Supplied text>
How to Think About AI Without Splitting into Doom or Hype
Why Read This
What Makes This Article Worth Your Time
Summary
What This Article Is About
Published in Psychology Today, this article applies psychoanalytic theory to the cultural debate over artificial intelligence. The author argues that the popular “doomer vs. zoomer” divide is not a rational disagreement but a psychological defence mechanism — specifically, the primitive defences of splitting and projection. Drawing on Wilfred Bion‘s theory of thinking and Harry Stack Sullivan‘s model of the self, the piece argues that doomers and zoomers make the same cognitive error: they evacuate unbearable uncertainty by collapsing into a fixed position rather than tolerating the complexity of not yet knowing.
As an alternative, the author proposes the stance of the tuner — a third position rooted in mentalizing and reverie. The tuner holds both the threat and the promise of AI in tension, using self-knowledge to resist being led by either catastrophising or idealisation. Referencing the narcissistic challenges of Copernicus, Darwin, and Freud, the article frames AI as the latest disruption to humanity’s sense of centrality — and argues that how we meet it, with reflex or with reflection, will determine what it ultimately becomes for us.

Given information>

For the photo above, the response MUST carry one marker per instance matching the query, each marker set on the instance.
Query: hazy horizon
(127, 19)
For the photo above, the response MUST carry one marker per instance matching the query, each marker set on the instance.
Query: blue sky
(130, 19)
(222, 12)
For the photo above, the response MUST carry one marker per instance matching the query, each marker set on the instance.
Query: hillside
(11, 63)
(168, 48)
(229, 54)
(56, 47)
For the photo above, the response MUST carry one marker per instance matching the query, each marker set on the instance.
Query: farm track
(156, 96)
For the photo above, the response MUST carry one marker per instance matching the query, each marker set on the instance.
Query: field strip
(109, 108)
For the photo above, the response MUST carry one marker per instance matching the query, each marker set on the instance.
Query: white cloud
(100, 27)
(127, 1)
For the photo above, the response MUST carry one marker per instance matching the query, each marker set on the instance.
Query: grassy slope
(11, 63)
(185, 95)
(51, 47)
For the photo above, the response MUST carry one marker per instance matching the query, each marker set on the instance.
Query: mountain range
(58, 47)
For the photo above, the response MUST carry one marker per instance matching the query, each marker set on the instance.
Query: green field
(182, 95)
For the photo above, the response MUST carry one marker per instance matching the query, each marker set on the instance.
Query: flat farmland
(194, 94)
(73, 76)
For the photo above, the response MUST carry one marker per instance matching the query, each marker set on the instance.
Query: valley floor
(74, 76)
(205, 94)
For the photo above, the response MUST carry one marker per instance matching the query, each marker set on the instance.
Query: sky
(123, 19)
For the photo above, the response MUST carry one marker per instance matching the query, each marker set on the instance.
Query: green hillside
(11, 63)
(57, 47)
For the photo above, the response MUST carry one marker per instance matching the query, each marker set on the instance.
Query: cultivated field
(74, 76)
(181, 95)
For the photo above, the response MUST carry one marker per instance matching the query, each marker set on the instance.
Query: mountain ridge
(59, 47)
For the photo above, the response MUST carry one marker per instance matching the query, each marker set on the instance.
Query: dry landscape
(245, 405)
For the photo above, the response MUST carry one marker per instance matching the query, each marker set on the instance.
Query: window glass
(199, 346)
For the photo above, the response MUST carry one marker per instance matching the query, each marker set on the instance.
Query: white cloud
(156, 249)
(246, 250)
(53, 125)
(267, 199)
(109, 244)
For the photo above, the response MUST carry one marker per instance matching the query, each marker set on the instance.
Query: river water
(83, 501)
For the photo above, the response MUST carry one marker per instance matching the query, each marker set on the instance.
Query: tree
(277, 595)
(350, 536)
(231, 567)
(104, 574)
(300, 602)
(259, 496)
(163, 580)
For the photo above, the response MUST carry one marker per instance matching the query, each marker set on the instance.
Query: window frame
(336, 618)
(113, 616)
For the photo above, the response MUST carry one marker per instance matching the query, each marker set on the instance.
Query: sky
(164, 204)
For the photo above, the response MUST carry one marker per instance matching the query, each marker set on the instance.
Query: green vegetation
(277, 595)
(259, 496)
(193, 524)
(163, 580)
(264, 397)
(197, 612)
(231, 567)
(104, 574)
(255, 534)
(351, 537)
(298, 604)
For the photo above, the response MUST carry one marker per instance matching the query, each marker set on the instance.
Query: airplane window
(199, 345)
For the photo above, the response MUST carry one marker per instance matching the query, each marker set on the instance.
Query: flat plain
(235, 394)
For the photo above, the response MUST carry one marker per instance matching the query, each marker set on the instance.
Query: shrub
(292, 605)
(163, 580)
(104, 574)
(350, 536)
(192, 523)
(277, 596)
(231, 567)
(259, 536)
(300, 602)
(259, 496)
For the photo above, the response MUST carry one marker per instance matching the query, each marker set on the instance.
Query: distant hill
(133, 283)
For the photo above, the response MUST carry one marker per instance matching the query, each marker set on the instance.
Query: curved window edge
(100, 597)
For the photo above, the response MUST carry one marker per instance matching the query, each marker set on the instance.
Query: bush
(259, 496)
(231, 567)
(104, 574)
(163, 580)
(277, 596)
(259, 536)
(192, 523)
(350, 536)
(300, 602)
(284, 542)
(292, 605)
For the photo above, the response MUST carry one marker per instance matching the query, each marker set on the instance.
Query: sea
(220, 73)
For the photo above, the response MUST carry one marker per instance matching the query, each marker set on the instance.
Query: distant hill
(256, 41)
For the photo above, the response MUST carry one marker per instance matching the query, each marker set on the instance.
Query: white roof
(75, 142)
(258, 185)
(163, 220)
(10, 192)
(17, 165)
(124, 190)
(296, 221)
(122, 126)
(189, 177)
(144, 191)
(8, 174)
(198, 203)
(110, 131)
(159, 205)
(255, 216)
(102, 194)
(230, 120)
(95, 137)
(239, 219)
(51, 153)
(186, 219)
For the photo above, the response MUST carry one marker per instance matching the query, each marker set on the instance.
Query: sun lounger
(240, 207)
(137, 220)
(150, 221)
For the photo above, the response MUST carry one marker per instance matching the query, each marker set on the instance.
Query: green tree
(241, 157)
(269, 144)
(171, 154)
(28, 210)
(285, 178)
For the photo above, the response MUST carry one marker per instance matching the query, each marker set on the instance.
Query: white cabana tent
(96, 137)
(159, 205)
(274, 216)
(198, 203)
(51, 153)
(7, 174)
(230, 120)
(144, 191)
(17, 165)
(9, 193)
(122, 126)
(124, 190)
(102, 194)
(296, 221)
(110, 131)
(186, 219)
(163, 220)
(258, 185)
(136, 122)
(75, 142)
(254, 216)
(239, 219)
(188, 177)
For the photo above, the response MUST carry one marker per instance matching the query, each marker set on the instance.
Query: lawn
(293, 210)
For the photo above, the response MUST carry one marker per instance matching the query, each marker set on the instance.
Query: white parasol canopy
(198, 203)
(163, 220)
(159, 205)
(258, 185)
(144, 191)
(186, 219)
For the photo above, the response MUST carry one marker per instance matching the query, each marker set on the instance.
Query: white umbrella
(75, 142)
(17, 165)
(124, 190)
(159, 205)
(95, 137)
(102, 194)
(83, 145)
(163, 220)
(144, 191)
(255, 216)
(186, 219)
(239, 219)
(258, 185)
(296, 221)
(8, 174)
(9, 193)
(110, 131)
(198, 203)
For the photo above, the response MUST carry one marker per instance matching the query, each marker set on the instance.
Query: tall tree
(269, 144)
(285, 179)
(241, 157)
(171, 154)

The task> Quote the AI article summary in full, word for word. The listing comes from a different source than the AI article summary.

Reply to the task>
How to Think About AI Without Splitting into Doom or Hype
Why Read This
What Makes This Article Worth Your Time
Summary
What This Article Is About
Published in Psychology Today, this article applies psychoanalytic theory to the cultural debate over artificial intelligence. The author argues that the popular “doomer vs. zoomer” divide is not a rational disagreement but a psychological defence mechanism — specifically, the primitive defences of splitting and projection. Drawing on Wilfred Bion‘s theory of thinking and Harry Stack Sullivan‘s model of the self, the piece argues that doomers and zoomers make the same cognitive error: they evacuate unbearable uncertainty by collapsing into a fixed position rather than tolerating the complexity of not yet knowing.
As an alternative, the author proposes the stance of the tuner — a third position rooted in mentalizing and reverie. The tuner holds both the threat and the promise of AI in tension, using self-knowledge to resist being led by either catastrophising or idealisation. Referencing the narcissistic challenges of Copernicus, Darwin, and Freud, the article frames AI as the latest disruption to humanity’s sense of centrality — and argues that how we meet it, with reflex or with reflection, will determine what it ultimately becomes for us.